▸ **Objective**: Word for word, transcribe the lines from the one containing "of the brick" through the end of the entries, both included, and nothing else.

▸ **Data lines**:
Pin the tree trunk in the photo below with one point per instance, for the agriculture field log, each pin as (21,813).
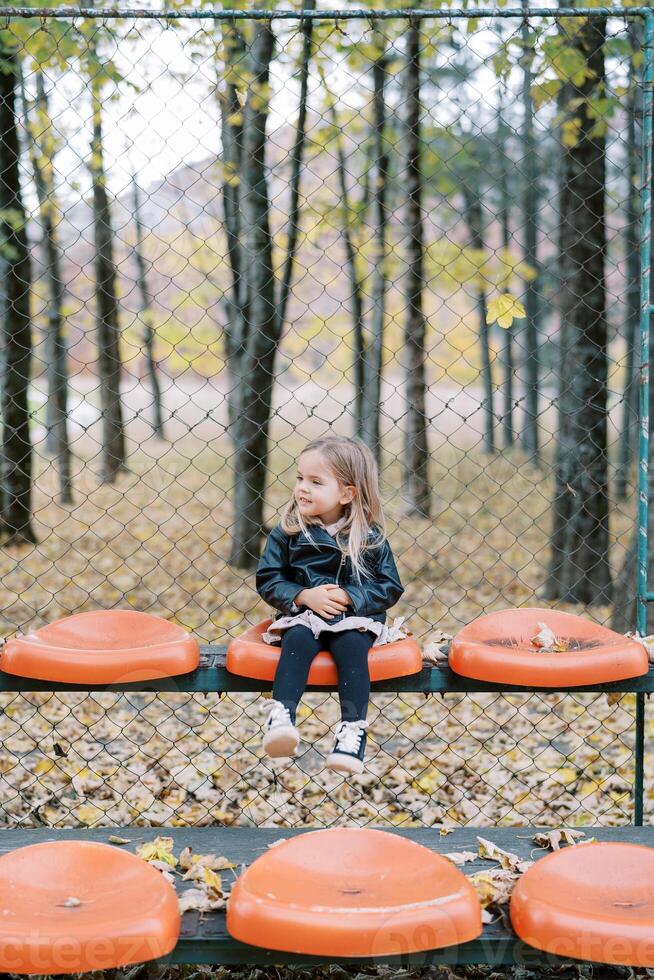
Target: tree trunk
(505,224)
(530,196)
(474,222)
(146,312)
(356,294)
(257,319)
(108,331)
(416,488)
(15,322)
(580,567)
(370,428)
(257,299)
(231,119)
(57,442)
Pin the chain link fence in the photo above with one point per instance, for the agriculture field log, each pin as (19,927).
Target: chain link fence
(421,229)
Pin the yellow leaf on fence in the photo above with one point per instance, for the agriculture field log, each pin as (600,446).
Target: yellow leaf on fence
(505,309)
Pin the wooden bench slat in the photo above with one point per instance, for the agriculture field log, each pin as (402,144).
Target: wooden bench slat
(204,939)
(212,676)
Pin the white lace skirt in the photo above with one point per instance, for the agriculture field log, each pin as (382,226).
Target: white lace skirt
(316,624)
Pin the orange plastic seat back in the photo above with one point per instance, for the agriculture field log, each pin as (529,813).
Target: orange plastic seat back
(102,647)
(591,902)
(498,648)
(72,906)
(250,656)
(352,892)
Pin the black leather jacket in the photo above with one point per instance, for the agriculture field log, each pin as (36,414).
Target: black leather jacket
(290,563)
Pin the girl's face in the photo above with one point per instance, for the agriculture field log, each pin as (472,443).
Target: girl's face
(317,491)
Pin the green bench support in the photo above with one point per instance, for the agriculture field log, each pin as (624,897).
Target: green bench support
(204,937)
(212,676)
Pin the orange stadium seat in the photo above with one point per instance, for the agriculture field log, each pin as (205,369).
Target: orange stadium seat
(499,648)
(114,646)
(72,906)
(352,892)
(590,901)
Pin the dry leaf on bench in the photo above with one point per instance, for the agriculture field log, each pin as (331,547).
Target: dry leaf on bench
(554,838)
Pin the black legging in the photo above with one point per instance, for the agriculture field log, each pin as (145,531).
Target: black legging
(349,648)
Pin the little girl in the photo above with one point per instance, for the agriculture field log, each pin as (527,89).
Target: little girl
(329,571)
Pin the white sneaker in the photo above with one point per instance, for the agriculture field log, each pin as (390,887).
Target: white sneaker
(281,737)
(349,747)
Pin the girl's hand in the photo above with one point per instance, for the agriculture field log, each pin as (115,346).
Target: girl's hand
(326,600)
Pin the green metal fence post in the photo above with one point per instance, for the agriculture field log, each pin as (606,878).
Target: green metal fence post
(643,409)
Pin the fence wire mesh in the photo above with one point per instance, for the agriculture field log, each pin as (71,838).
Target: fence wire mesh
(241,233)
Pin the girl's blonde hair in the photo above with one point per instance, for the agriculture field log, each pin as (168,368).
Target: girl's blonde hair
(353,464)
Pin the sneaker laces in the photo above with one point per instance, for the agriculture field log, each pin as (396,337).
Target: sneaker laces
(278,713)
(348,736)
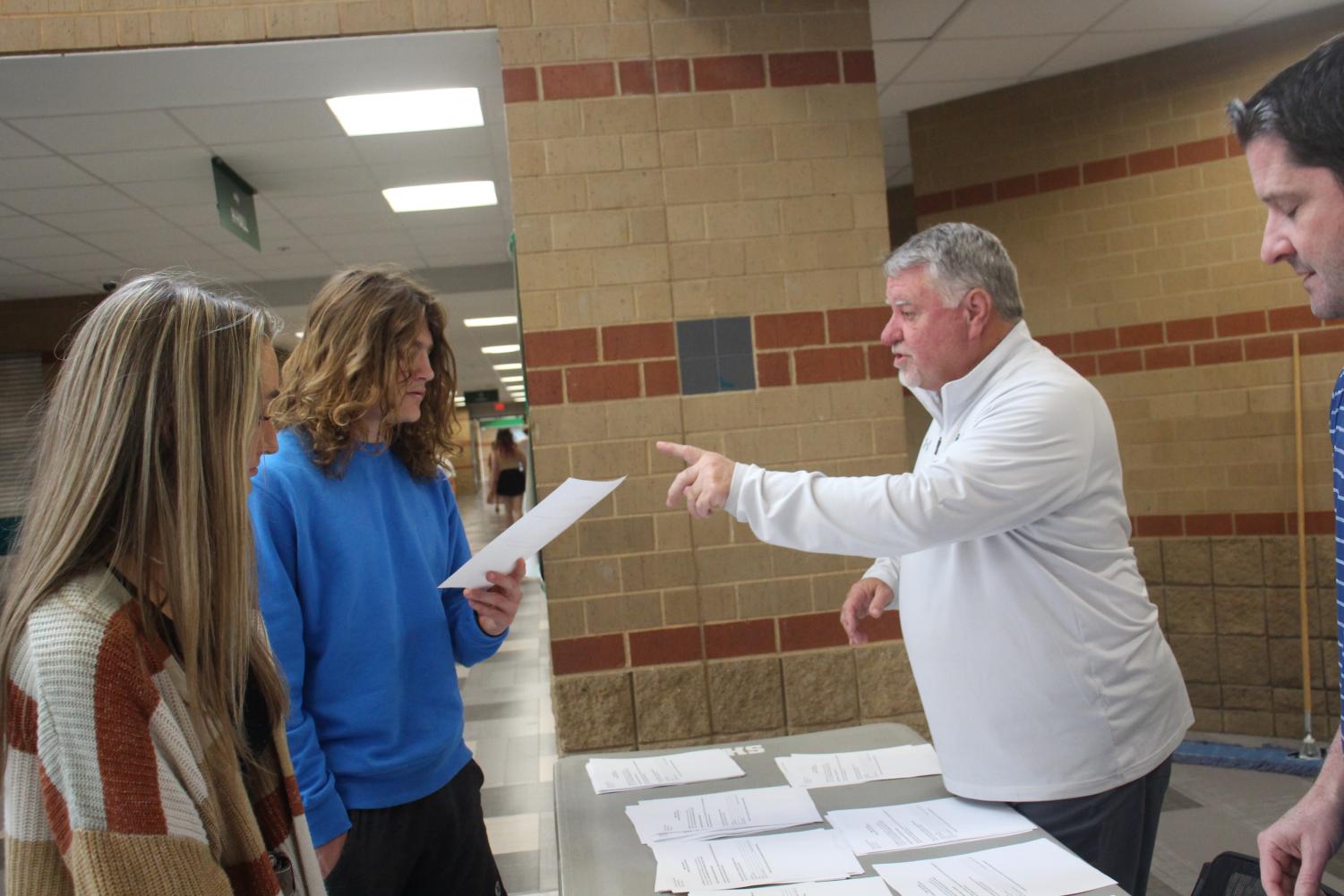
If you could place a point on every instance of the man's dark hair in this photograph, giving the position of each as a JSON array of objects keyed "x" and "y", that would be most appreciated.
[{"x": 1304, "y": 105}]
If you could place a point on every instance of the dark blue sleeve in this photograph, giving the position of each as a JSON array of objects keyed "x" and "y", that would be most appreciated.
[{"x": 471, "y": 644}]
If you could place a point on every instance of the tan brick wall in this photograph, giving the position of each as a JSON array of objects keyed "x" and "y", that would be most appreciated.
[
  {"x": 1137, "y": 233},
  {"x": 671, "y": 160}
]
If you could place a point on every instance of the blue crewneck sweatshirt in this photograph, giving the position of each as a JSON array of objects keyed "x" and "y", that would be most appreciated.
[{"x": 350, "y": 568}]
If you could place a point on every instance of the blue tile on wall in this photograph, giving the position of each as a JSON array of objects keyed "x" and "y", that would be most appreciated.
[
  {"x": 699, "y": 375},
  {"x": 737, "y": 372},
  {"x": 695, "y": 338}
]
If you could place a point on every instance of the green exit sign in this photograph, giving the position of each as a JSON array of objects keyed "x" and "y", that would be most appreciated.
[{"x": 234, "y": 199}]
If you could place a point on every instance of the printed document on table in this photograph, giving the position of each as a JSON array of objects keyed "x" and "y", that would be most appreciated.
[
  {"x": 753, "y": 861},
  {"x": 1035, "y": 868},
  {"x": 536, "y": 528},
  {"x": 722, "y": 815},
  {"x": 835, "y": 769},
  {"x": 636, "y": 772},
  {"x": 852, "y": 887},
  {"x": 886, "y": 829}
]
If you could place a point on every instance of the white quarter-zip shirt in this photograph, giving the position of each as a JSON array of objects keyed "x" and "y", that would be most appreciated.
[{"x": 1040, "y": 667}]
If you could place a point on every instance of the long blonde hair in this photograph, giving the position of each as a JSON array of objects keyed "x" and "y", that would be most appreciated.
[
  {"x": 142, "y": 466},
  {"x": 359, "y": 341}
]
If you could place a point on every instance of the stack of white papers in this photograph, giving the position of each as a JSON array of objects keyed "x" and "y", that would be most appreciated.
[
  {"x": 723, "y": 815},
  {"x": 853, "y": 887},
  {"x": 1035, "y": 868},
  {"x": 753, "y": 861},
  {"x": 925, "y": 823},
  {"x": 835, "y": 769},
  {"x": 611, "y": 775}
]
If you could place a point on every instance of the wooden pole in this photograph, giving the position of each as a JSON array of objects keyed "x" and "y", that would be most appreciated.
[{"x": 1304, "y": 606}]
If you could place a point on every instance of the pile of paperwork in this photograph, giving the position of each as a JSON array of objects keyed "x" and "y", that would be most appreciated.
[
  {"x": 835, "y": 769},
  {"x": 1035, "y": 868},
  {"x": 753, "y": 861},
  {"x": 853, "y": 887},
  {"x": 933, "y": 823},
  {"x": 723, "y": 815},
  {"x": 636, "y": 772}
]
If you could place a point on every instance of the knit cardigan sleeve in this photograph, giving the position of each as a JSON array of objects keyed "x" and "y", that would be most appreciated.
[{"x": 102, "y": 793}]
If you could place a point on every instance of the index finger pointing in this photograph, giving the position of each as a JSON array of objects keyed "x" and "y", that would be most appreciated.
[{"x": 687, "y": 453}]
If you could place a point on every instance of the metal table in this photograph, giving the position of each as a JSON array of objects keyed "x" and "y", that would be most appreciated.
[{"x": 601, "y": 856}]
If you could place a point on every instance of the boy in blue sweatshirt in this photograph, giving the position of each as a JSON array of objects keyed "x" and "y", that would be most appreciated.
[{"x": 355, "y": 528}]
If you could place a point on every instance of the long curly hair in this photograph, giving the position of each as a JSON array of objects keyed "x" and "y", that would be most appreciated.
[{"x": 358, "y": 346}]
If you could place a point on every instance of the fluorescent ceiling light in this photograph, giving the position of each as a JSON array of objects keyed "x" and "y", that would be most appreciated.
[
  {"x": 399, "y": 113},
  {"x": 466, "y": 193}
]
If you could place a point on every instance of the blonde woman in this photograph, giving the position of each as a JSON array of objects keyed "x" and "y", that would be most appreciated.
[
  {"x": 355, "y": 528},
  {"x": 145, "y": 750}
]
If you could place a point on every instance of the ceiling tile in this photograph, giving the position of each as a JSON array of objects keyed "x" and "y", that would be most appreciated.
[
  {"x": 107, "y": 132},
  {"x": 1010, "y": 18},
  {"x": 1147, "y": 15},
  {"x": 18, "y": 250},
  {"x": 43, "y": 171},
  {"x": 909, "y": 19},
  {"x": 13, "y": 144},
  {"x": 260, "y": 123},
  {"x": 899, "y": 98},
  {"x": 890, "y": 56},
  {"x": 58, "y": 199},
  {"x": 1097, "y": 48},
  {"x": 981, "y": 58},
  {"x": 148, "y": 164},
  {"x": 99, "y": 222}
]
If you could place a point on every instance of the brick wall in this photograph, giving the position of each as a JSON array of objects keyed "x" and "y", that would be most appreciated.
[
  {"x": 672, "y": 160},
  {"x": 1136, "y": 231}
]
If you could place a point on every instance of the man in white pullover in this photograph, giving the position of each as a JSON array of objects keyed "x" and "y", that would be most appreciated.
[{"x": 1042, "y": 670}]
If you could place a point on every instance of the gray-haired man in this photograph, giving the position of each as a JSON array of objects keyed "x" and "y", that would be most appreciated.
[
  {"x": 1293, "y": 133},
  {"x": 1043, "y": 675}
]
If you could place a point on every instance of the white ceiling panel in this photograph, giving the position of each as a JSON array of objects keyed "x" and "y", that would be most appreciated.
[
  {"x": 260, "y": 123},
  {"x": 29, "y": 247},
  {"x": 148, "y": 164},
  {"x": 42, "y": 171},
  {"x": 58, "y": 199},
  {"x": 13, "y": 144},
  {"x": 105, "y": 132},
  {"x": 289, "y": 155},
  {"x": 1097, "y": 48},
  {"x": 1143, "y": 15},
  {"x": 909, "y": 19},
  {"x": 902, "y": 97},
  {"x": 101, "y": 222},
  {"x": 1015, "y": 18},
  {"x": 890, "y": 56},
  {"x": 981, "y": 58}
]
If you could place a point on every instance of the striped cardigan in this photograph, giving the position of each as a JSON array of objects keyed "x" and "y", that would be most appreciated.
[{"x": 109, "y": 788}]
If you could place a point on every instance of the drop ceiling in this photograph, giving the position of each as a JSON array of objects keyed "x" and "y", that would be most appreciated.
[{"x": 930, "y": 51}]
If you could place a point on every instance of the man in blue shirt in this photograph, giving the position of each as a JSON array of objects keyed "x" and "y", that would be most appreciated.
[
  {"x": 1293, "y": 134},
  {"x": 356, "y": 525}
]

▸ **Answer to the task**:
If you could place a point on every instance of the brick wall in this photograph, giving the position of each as a JSON array of objects keyed "x" and "y", that would be most appreciated.
[
  {"x": 672, "y": 160},
  {"x": 1136, "y": 231}
]
If you could place a point on every instance of the man in white pullover in this photograph, giving the position of each as a JSON array of objects keyed "x" and "y", that would be most appreciated.
[{"x": 1042, "y": 670}]
If you could place a point on every instance of the gray-haired man in this photograph, giving the position of each as a JSON array of objects keyed "x" and "y", that would be most appreciated.
[
  {"x": 1293, "y": 133},
  {"x": 1043, "y": 675}
]
If you could place a point on every instance of the white ceiling panel in this photograph, giving the position of each as a JSON array of objects keyed "x" and "y", that would be most appreciated.
[
  {"x": 260, "y": 123},
  {"x": 29, "y": 247},
  {"x": 148, "y": 164},
  {"x": 42, "y": 171},
  {"x": 58, "y": 199},
  {"x": 13, "y": 144},
  {"x": 105, "y": 132},
  {"x": 289, "y": 155},
  {"x": 1097, "y": 48},
  {"x": 1143, "y": 15},
  {"x": 909, "y": 19},
  {"x": 902, "y": 97},
  {"x": 101, "y": 222},
  {"x": 1015, "y": 18},
  {"x": 890, "y": 56},
  {"x": 981, "y": 58}
]
If you could place a point on every instance of the striped cardigan in this photograph, giving the position of each as a JSON array of objects keyed "x" and "y", that would be most appreciated.
[{"x": 109, "y": 788}]
If you could place a point on every instance of the drop ceiling in this photograph, giving the position of each as a JSON array of objects keyed "x" and "y", that would be most appreciated.
[{"x": 930, "y": 51}]
If you could place a point on every instance of the man in blue shirt in this photograph, giving the position of each as a JSON array of objects keyed "x" and "y", that would be most appreciated.
[
  {"x": 1293, "y": 134},
  {"x": 356, "y": 525}
]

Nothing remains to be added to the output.